[Job]
Leave out the pictures and reproduce all of the data exactly.
===== Listed records =====
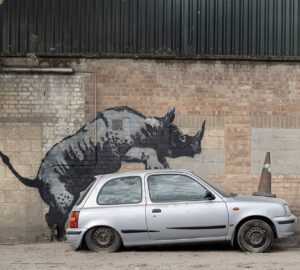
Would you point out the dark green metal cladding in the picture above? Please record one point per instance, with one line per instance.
(155, 28)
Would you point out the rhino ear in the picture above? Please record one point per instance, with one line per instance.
(170, 116)
(153, 122)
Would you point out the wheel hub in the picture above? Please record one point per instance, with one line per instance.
(256, 236)
(103, 237)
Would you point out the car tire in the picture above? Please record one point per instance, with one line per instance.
(255, 236)
(103, 239)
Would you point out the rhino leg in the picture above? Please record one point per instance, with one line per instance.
(148, 156)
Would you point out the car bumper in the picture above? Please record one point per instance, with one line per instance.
(74, 237)
(285, 226)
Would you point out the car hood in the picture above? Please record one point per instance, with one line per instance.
(257, 199)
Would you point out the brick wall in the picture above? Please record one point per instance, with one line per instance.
(250, 108)
(36, 111)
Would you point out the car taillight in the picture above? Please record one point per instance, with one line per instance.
(74, 219)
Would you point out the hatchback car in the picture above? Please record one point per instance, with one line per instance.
(173, 206)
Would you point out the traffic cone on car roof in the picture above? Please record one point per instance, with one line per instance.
(264, 187)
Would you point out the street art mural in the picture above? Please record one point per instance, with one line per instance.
(115, 135)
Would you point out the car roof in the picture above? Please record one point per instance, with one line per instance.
(142, 172)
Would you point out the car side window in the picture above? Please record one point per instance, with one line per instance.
(174, 187)
(125, 190)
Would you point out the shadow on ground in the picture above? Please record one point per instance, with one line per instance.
(279, 246)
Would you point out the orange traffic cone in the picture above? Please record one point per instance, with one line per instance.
(264, 187)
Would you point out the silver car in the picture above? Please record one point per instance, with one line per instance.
(173, 206)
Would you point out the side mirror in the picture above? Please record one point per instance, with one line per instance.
(209, 196)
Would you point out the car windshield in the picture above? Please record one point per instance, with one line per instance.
(220, 190)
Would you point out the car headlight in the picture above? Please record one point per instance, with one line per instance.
(287, 210)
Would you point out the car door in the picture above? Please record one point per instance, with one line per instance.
(122, 204)
(177, 208)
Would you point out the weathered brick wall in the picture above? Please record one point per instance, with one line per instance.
(36, 111)
(250, 108)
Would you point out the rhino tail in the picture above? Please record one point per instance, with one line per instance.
(27, 182)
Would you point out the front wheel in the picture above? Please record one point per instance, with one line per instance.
(255, 236)
(103, 239)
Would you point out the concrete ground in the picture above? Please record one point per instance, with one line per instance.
(284, 255)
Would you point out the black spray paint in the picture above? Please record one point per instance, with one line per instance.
(116, 135)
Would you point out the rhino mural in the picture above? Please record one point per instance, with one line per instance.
(115, 135)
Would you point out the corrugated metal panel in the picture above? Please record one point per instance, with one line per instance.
(192, 28)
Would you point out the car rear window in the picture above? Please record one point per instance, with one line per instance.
(83, 193)
(125, 190)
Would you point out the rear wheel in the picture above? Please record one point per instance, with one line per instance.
(255, 236)
(103, 239)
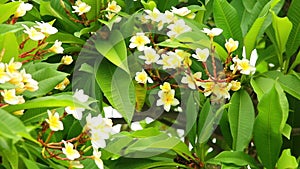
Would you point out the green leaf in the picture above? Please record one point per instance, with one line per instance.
=====
[Response below]
Would you point out the dark green metal cladding in the picture above? Please record one point per instance, with one line per instance.
(155, 28)
Would you point out the rhino ear in the picture above? Please record one point per instance, with one line per instance.
(170, 116)
(153, 122)
Would you point out the wheel hub in the picture above? Please record one point per instance, with one line per instance.
(256, 236)
(103, 237)
Would you point out the car tire in the picture above? Please record one point per instance, with one line per instance.
(255, 236)
(103, 239)
Would you point out the rhino leg in the picture above? Please record one point per instance, with one line per instance.
(148, 156)
Would you point out the car bumper in the picture above? Please record one point per instance, with one line per instance.
(74, 237)
(285, 226)
Would you point out the car hood in the picture above? Please record one point per instance, with one line per instance.
(257, 199)
Would you point out the brick wall in the picture above? Please record one point per instance, with one line per instance.
(250, 108)
(36, 111)
Would you point out the car taillight in the picture above? Please record one point per instance, with one line per instance.
(74, 219)
Would you point out the hatchback car in the picture above? Please record one point per instance, with one line per instance.
(173, 206)
Would you point out the traffic cone on car roof in the picture above? Please record one point per instance, with one line per instance.
(264, 187)
Would you point out the street art mural in the picture above? Please record one point per instance, with one line per instance.
(115, 135)
Would you point out the car roof in the picture above? Please record one point per instance, with one line per instance.
(142, 172)
Would you point out the car side window in the picture above? Please record one point per instance, with one line per instance.
(174, 187)
(125, 190)
Would you point out the shadow on ground in the picture above? Please record one point per instance, with one line per instance.
(279, 246)
Would you point out the orange traffic cone in the picture above? Please record one point per instance, with one line per instance.
(264, 187)
Would you point out the silver car in the picture above? Please record one point per instance, with one line per instance.
(173, 206)
Would you point out the side mirror in the picture above? Please record one point per instance, with one line per instance.
(209, 196)
Would you point out the car windshield in the picture above? Please record one point per instance, with one line per instance.
(220, 190)
Would you point out the car headlight in the picture above? Please record one point per instance, with one line per instance.
(287, 210)
Would you point out the car door in the picture above? Please record one point per instance, with one line per instance.
(122, 204)
(177, 208)
Would you point out the weathered brick wall in the picture above? Please record one point per instance, with one line per instance.
(36, 111)
(250, 108)
Would you point out the rhino tail in the picture above? Please record one point per instance, with one line per instance.
(27, 182)
Would you point out the front wheel in the picture above? Please record one point per instance, with one line per instance.
(255, 236)
(103, 239)
Would you point out the concrete ground in the picture above? Please record one point per instance, with one line per instance.
(284, 255)
Would you point out the black spray paint in the picture above? Please record one point per instance, with one line per instance.
(116, 135)
Would you point out the rhino mural in the picture above? Please record one point per instance, with one line per instance.
(115, 135)
Would you point out the corrugated metal panel in the picture above? Please record one point per instance, with one line per instance.
(192, 28)
Would you point out the car rear window in the picture above? Please record one point per instance, with one line per instance.
(83, 193)
(125, 190)
Would you point out the rear wheel in the picture above? Please record one point per instance, with one line per instance.
(255, 236)
(103, 239)
Would you point out the green leaf in the picture above? Please record one point per instance, with one line per instance.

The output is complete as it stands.